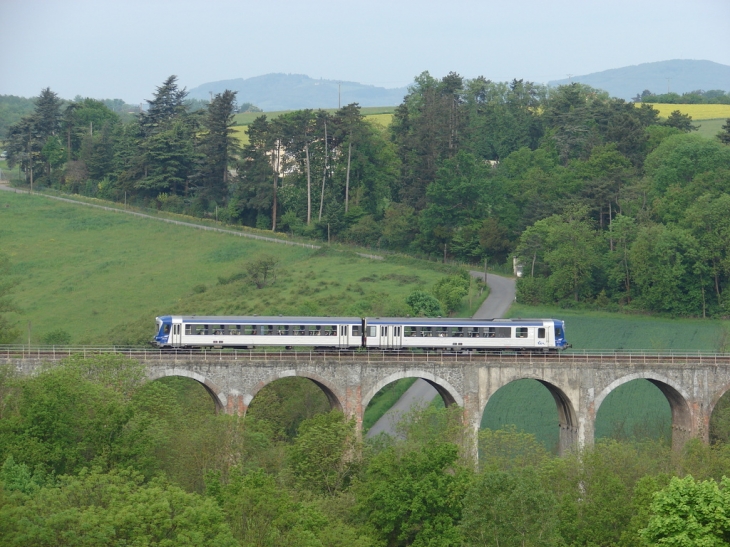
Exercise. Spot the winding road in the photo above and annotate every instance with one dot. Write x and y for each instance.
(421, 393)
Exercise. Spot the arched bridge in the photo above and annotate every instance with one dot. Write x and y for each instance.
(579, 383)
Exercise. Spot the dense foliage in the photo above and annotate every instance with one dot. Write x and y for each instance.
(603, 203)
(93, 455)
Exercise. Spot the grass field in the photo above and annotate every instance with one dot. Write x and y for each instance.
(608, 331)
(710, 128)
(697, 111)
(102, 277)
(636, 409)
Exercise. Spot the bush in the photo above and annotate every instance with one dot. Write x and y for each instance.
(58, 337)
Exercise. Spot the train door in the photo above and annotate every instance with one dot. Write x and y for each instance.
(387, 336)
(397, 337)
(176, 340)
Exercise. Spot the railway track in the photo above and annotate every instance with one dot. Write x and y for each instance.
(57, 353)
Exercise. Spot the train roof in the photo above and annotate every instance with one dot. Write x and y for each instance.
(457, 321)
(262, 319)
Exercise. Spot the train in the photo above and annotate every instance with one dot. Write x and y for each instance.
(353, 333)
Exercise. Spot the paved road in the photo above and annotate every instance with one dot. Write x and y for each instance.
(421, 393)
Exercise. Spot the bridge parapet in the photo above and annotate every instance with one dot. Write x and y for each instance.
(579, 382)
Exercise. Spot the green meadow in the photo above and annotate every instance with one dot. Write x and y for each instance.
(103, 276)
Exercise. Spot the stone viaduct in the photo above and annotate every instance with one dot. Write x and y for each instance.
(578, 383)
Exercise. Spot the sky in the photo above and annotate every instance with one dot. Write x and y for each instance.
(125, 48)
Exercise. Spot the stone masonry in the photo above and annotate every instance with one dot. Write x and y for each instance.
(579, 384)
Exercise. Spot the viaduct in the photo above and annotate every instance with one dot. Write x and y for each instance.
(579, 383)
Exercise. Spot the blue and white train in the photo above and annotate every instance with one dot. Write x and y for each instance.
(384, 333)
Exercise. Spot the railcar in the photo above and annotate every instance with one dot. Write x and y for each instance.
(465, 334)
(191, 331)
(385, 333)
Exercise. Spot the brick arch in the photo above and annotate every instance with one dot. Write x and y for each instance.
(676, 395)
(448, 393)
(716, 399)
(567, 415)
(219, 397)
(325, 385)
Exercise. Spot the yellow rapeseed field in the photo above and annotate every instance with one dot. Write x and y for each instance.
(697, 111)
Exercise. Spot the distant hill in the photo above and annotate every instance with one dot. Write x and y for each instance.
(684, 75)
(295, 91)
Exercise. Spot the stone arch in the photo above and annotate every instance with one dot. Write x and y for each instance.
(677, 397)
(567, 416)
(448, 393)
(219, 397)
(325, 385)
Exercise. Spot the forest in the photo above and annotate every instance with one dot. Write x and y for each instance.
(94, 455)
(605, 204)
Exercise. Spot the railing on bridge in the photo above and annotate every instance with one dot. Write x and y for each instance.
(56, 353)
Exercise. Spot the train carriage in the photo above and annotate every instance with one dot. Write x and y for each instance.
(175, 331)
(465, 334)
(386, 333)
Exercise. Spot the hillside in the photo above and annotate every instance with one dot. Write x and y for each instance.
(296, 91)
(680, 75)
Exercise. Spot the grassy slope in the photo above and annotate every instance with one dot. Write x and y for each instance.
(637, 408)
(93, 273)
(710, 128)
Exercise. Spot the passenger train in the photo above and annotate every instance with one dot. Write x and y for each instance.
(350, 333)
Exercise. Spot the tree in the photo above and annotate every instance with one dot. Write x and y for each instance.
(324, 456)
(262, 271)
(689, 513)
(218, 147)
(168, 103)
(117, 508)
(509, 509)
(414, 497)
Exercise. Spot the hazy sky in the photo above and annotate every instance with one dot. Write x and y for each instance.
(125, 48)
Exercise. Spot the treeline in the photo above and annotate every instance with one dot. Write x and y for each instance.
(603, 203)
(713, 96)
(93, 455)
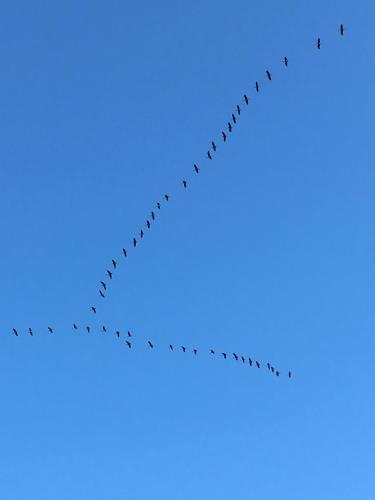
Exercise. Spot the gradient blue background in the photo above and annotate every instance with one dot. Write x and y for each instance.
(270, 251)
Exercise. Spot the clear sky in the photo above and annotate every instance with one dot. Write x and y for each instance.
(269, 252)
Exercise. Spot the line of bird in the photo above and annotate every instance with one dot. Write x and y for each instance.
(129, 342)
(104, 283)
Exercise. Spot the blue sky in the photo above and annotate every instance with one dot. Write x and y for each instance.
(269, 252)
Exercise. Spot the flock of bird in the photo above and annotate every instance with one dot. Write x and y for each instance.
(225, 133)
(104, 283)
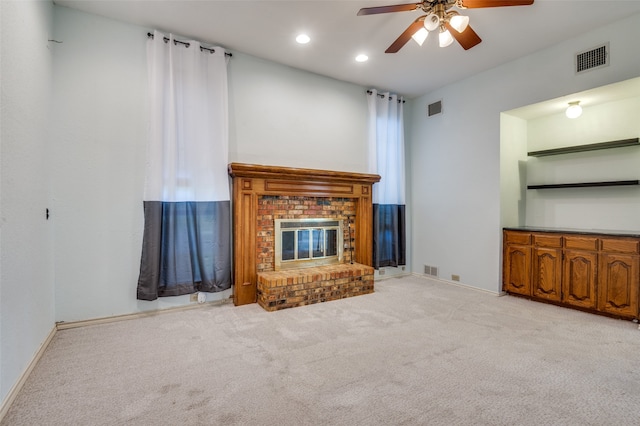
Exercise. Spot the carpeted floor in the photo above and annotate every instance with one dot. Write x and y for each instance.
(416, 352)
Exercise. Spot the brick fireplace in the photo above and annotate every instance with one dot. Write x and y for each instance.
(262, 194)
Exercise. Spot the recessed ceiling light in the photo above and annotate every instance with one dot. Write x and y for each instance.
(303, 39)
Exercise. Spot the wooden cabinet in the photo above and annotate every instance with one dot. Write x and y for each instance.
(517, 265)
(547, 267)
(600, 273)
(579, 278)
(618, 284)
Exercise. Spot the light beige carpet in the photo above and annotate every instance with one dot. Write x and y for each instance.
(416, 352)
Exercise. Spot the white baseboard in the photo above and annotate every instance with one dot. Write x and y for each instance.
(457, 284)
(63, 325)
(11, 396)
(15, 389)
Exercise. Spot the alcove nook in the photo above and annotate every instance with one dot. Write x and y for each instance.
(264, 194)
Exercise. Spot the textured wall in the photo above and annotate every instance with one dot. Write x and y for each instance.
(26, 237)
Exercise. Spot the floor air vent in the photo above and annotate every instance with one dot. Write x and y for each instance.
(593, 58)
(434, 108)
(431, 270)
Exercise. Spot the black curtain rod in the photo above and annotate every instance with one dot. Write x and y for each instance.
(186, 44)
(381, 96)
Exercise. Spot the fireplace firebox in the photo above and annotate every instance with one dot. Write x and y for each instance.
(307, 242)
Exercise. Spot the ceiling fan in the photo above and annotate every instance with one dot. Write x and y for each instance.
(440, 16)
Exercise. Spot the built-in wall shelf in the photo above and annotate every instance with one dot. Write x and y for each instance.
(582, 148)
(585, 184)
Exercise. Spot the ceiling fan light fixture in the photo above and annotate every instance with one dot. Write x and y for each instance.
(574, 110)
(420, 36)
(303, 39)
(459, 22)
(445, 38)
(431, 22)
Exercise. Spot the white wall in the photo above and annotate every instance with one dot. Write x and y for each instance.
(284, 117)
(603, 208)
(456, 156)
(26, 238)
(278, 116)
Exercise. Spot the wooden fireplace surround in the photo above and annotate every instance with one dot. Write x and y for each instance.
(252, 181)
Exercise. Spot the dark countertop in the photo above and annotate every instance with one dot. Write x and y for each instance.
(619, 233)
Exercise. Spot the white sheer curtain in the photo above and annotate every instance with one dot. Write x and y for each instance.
○ ○ ○ ○ ○ ○ ○
### Written exercise:
Return the entries unchanged, save for the pictures, which do not belong in the copy.

### Exercise result:
Exercise. Spot the winding road in the photo above and annotate every instance with one dot. Write x and y for each instance.
(421, 393)
Exercise. Spot the arched bridge in the photo above and annotate every instance with one dot. Write x and y for each instance.
(579, 383)
Exercise. Spot the dense foliage in the photo above and annotate every instance with one dot. Write x and y for each instance.
(603, 203)
(93, 455)
Exercise. Spot the grass field in the photo above and annotate every instance with one dot. Write x and y for each instance.
(608, 331)
(710, 128)
(697, 111)
(102, 277)
(636, 409)
Exercise. Spot the bush in the photo above and annotate every instance with one dot. Write x and y for each instance.
(58, 337)
Exercise. Spot the train door in the photo above and annotate every instance with one dot. Write x and y for each instance.
(387, 336)
(397, 337)
(176, 340)
Exercise. Spot the railway track in the photo above and annotate every instance with one dot. Write x and y for each instance.
(57, 353)
Exercise. Spot the train roof in the photo above and annotate every instance with one dot. Write x and y for each instance.
(457, 321)
(262, 319)
Exercise. Spot the train in the photo above and annotate every instance with one dot. Write x and y for each instance.
(353, 333)
Exercise. Spot the paved road in the photo above and annotate every instance with one dot. Write x and y for each instance.
(421, 393)
Exercise. Spot the bridge parapet in the photo above and annotate every instance with one dot. Write x and y for each instance.
(579, 382)
Exercise. Spot the green meadow in the photo above and annotate every instance with one dot. Write x and y for each instance.
(103, 276)
Exercise. Spot the stone viaduct in the photo above and annotate every instance with one dot. Write x and y for each instance.
(578, 383)
Exercise. Spot the sky in the photo above and annotate every instance with one dot. Write x and y for each instance.
(125, 48)
Exercise. Spot the stone masonry in the photo above and annotate every instance with one dot. Write x and y for each instance.
(579, 384)
Exercise. Spot the viaduct in the photo above and annotate every instance with one dot. Write x and y for each instance.
(579, 383)
Exercise. Spot the blue and white train in the photo above and annotate every instance with one dot. Write x and y for each instance.
(384, 333)
Exercise. Spot the railcar in the photo above and annotate every instance with one dot. Write x and y for each instance.
(465, 334)
(191, 331)
(385, 333)
Exercise. Spot the brick arch in the photo above and annotate every instance with one dot. Write x and y for each instance.
(676, 395)
(448, 393)
(716, 399)
(567, 415)
(219, 397)
(325, 385)
Exercise. Spot the yellow rapeseed field in the photo above and annotate every instance with one dot. Write x and y for each instance.
(697, 111)
Exercise. Spot the distant hill in the photo above and annotate every instance with one dot. Write x and y for each instance.
(684, 75)
(295, 91)
Exercise. Spot the stone arch in the photo above and annotate every instance with one dot. Write x and y for each instance.
(677, 397)
(567, 416)
(448, 393)
(219, 397)
(325, 385)
Exercise. Spot the forest in the photo above and annotate every instance with one dot. Write x and y for each instance.
(94, 455)
(605, 204)
Exercise. Spot the railing on bridge in the photo above and annotate every instance with one dot. Write x and y for each instance.
(56, 353)
Exercise. Spot the train carriage in the photo above and annotate every instance with one dot. Write x and y for each instance.
(175, 331)
(465, 334)
(386, 333)
Exercise. Spot the hillside in the photo above and annotate every instance with one dot. Write x and y for each instance.
(296, 91)
(680, 75)
Exercise. Spot the grassy slope in the photo above and annotate every instance with one dot. Write x and y for each instance.
(637, 408)
(93, 273)
(710, 128)
Exercise. Spot the passenger train in the photo above and annotate every instance with one dot. Write x and y for each instance.
(350, 333)
Exercise. Spot the tree in the photo above and annotate every instance with one dot. Write x and y for each instance.
(324, 456)
(262, 271)
(689, 513)
(218, 147)
(168, 103)
(117, 508)
(509, 509)
(414, 497)
Exercise. Spot the hazy sky in the photo above and annotate every instance with one dot. Write x and y for each instance.
(125, 48)
Exercise. Spot the treeline in the photo above and annotate every instance with one dot. Write x and y for each instance.
(603, 203)
(713, 96)
(93, 455)
Exercise. Spot the gradient blue background in the photo above and annotate every instance with one dot. Write x and y for each instance.
(270, 251)
Exercise. Spot the clear sky in the photo above and annotate every instance with one dot. Write x and y for each instance.
(269, 252)
Exercise. Spot the line of bird in the photo above and annotate every instance with one dot. Write x and y for each instance.
(129, 342)
(104, 283)
Exercise. Spot the blue sky in the photo above and annotate every instance with one dot. Write x and y for each instance.
(269, 252)
Exercise. Spot the flock of bird in the photo above and annotate every instance with one dot. Write x and y for each instance.
(225, 133)
(104, 283)
Exercise. Spot the carpeted floor in the photo above and annotate every instance with one dot. Write x and y for each instance.
(416, 352)
Exercise. Spot the brick fireplace in the photo above and annotate every instance with one dot. Write x and y for each instance.
(262, 194)
Exercise. Spot the recessed ceiling light in the photo above and annotate every instance with one dot. Write x and y for each instance.
(303, 39)
Exercise. Spot the wooden cabinet in the photo above and annotate every instance with one dot. Write x and y for each instance.
(517, 265)
(547, 267)
(600, 273)
(579, 278)
(618, 284)
Exercise. Spot the light beige carpet in the photo above and annotate every instance with one dot. Write x and y for each instance.
(416, 352)
Exercise. Spot the white baseboard in the photo above and annotate every instance with one dot. Write x and y for each instance.
(457, 284)
(63, 325)
(11, 396)
(15, 389)
Exercise. Spot the alcove nook in the photo above and annotate every instance with one dot. Write x and y for each instance.
(264, 194)
Exercise. Spot the textured wall in the photo above and annotate every instance with one dot. Write x and y for each instance.
(26, 237)
Exercise. Spot the floor air vent in the photo above and annotate every instance with one dot. Write x and y for each instance.
(593, 58)
(434, 108)
(431, 270)
Exercise. Spot the black curtain rod in the photo above and annotate every instance with one dot. Write x and y for each instance.
(186, 44)
(381, 96)
Exercise. Spot the fireplace firebox in the photo above and annotate every instance with one dot. Write x and y for each instance.
(307, 242)
Exercise. Spot the ceiling fan in the photo above and annotate every instance with one dot. Write x and y for each instance.
(440, 16)
Exercise. Spot the built-in wall shelf in the photo above and annotate every instance with one dot. Write x and y for each instance.
(582, 148)
(585, 184)
Exercise. Spot the ceiling fan light fixture in the photo above and annotate every instance with one dot. Write x and y for each instance.
(574, 110)
(420, 36)
(303, 39)
(459, 22)
(445, 38)
(431, 22)
Exercise. Spot the white wall in the photo above and annotate every instance with one dot. Write x and y for each instance.
(284, 117)
(603, 208)
(456, 156)
(26, 238)
(278, 116)
Exercise. Spot the wooden fireplace surround in the photo above and annotate every instance with one dot. Write x and y for each instance.
(252, 181)
Exercise. Spot the dark countertop in the photo above and annotate every instance with one dot. Write x and y for each instance.
(619, 233)
Exercise. Spot the white sheer curtain in the photo above and annotate every instance with one dot. Write x and y for each instance.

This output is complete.